Recast every line of the entries below as a JSON list of strings, one string per line, leaving out blank lines.

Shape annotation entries

—————

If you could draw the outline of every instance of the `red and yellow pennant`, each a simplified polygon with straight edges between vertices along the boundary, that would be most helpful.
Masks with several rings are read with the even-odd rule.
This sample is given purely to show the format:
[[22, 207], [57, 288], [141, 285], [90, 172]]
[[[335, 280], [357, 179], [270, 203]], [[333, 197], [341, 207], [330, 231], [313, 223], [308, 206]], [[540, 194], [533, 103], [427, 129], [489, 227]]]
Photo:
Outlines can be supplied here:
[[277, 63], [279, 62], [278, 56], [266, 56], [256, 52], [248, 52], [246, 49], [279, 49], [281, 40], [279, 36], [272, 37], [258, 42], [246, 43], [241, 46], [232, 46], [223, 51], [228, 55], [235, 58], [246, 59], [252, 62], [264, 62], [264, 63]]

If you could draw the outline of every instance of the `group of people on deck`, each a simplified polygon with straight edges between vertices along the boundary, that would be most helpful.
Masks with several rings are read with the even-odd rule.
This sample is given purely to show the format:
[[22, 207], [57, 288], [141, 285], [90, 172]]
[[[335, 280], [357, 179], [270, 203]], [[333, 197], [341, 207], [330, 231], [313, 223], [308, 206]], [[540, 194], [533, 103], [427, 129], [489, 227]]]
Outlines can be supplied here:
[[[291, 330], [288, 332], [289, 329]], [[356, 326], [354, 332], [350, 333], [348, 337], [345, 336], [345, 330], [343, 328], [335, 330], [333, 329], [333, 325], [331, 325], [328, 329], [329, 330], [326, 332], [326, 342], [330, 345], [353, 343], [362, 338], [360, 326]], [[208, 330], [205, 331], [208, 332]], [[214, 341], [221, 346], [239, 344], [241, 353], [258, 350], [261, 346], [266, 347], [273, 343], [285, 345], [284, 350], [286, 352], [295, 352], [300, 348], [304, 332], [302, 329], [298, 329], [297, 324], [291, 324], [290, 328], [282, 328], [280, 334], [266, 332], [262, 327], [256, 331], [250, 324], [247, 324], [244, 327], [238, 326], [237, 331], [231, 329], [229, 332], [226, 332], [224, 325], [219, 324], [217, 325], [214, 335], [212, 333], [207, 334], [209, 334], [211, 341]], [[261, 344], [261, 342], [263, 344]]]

—————

Worked solution:
[
  "If you could draw the outline of every instance of the `red and yellow pennant`, each a simplified polygon with straight edges between vertices along the boundary, that would be most helpful.",
  "Masks with several rings are read with the even-odd rule.",
  "This sample is given purely to show the format:",
  "[[22, 207], [57, 288], [141, 285], [90, 172]]",
  "[[[335, 280], [357, 179], [270, 203]], [[333, 197], [341, 207], [330, 231], [313, 223], [308, 206]], [[540, 194], [533, 103], [427, 129], [489, 227]]]",
  "Photo:",
  "Outlines can be supplied here:",
  "[[277, 63], [279, 62], [278, 56], [266, 56], [256, 52], [248, 52], [246, 49], [279, 49], [281, 40], [279, 36], [272, 37], [258, 42], [246, 43], [241, 46], [232, 46], [223, 51], [228, 55], [235, 58], [246, 59], [252, 62], [264, 62], [264, 63]]",
  "If you could draw the outline of every instance of the `group of people on deck`, each a simplified polygon with straight edges between vertices along the boundary, that would be most helpful.",
  "Masks with several rings are read with the even-odd rule.",
  "This sample is given purely to show the format:",
  "[[22, 207], [57, 288], [141, 285], [90, 172]]",
  "[[[335, 280], [357, 179], [270, 203]], [[333, 197], [341, 207], [330, 231], [313, 223], [308, 206]], [[540, 194], [533, 103], [427, 129], [489, 227]]]",
  "Outlines can be supplied here:",
  "[[[291, 330], [288, 332], [289, 329]], [[356, 326], [354, 332], [350, 333], [348, 337], [345, 336], [345, 330], [343, 328], [335, 330], [333, 329], [333, 325], [331, 325], [328, 329], [329, 330], [326, 332], [326, 342], [330, 345], [353, 343], [362, 338], [360, 326]], [[208, 330], [205, 331], [208, 332]], [[214, 341], [221, 346], [239, 344], [241, 353], [258, 350], [261, 346], [266, 347], [273, 343], [285, 345], [284, 350], [286, 352], [295, 352], [300, 348], [304, 332], [302, 329], [298, 329], [297, 324], [291, 324], [290, 328], [282, 328], [280, 334], [266, 332], [262, 327], [256, 331], [250, 324], [247, 324], [244, 327], [238, 326], [237, 331], [231, 329], [229, 332], [226, 332], [224, 325], [219, 324], [217, 325], [214, 335], [212, 333], [207, 334], [209, 334], [211, 341]], [[261, 344], [261, 342], [263, 344]]]"
]